In the elevator physics thread below, which well-known formula does the mentor say was used without realizing it?

— start of PAGE TEXT —

1. The problem statement, all variables and given/known data
An elevator is running upwards at the constant speed v. The magnitude of opposing forces is $$F_o$$. The elevator's mass is $$m$$ and the voltage is $$V$$
Find the magnitude current in the elevator's engine.

2. The attempt at a solution

I tried to solve this task by energy equations:
$$VI\Delta t = (mg+F_o)\Delta x$$
But now I'm stuck. Two variables in one equation and it doesn't seem as if a simultaneous equation could by found.

EDIT:
Actually, I have just noticed that if we re-engineer this equation:
$$I = \frac{(mg+F_o)\Delta x}{V\Delta t}$$
and $$\frac{dx}{dt} = v$$
then:
$$I = \frac{mg+F_o}{V}v$$

2. Oct 18, 2016

### Staff: Mentor

It's not clear from the problem statement what is included in $F_o$, the "magnitude of opposing forces". Is it the net force acting against lifting the elevator (in which case it would include gravity) or is it just the sum of the friction forces (excluding gravity)?

3. Oct 18, 2016

### ChessEnthusiast

Gravity is excluded.

4. Oct 18, 2016

### Staff: Mentor

Then your second attempt should give the correct result. Essentially you've inadvertently used the well known formula P = F*v, the power expended to maintain a constant velocity v is equal to the force required multiplied by the velocity.

— end of PAGE TEXT —
— start of ENTRIES SUPPLIED —

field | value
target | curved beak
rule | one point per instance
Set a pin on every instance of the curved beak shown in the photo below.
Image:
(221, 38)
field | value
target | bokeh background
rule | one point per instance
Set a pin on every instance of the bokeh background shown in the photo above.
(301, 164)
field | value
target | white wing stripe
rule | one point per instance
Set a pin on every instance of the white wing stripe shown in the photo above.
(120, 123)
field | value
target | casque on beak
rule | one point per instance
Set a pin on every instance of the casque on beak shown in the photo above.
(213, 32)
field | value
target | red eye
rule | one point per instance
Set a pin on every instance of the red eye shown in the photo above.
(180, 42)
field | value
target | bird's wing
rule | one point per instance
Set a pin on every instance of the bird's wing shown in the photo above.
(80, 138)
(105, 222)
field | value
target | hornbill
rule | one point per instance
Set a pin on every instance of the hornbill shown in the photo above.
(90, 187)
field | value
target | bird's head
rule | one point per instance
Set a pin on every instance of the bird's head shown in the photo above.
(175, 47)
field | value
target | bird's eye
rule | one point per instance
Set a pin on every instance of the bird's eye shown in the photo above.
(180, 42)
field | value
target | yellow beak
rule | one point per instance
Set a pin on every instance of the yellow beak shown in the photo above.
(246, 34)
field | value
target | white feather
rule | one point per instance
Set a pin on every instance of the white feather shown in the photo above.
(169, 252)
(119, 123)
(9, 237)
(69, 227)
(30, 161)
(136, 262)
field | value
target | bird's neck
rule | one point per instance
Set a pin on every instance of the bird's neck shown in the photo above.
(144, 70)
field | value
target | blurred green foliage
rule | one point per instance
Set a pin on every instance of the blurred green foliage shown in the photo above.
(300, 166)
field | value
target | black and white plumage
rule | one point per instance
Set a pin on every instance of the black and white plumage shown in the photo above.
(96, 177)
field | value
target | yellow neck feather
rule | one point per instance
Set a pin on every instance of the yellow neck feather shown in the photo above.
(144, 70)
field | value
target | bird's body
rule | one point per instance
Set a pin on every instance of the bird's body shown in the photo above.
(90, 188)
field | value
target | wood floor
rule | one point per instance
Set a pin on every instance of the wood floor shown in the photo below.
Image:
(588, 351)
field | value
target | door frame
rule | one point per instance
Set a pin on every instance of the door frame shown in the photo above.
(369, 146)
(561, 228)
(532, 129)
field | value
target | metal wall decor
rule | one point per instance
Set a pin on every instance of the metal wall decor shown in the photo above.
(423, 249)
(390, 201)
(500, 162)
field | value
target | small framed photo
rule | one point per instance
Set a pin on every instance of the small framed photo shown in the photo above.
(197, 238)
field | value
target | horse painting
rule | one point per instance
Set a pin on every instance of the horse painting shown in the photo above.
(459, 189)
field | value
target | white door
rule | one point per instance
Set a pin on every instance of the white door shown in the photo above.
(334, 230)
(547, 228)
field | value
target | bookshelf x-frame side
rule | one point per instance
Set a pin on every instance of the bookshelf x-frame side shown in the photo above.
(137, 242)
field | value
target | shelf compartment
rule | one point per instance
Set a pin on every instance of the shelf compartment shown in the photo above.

— end of ENTRIES SUPPLIED —

SOLUTION TO THIS EXERCISE
P = F*v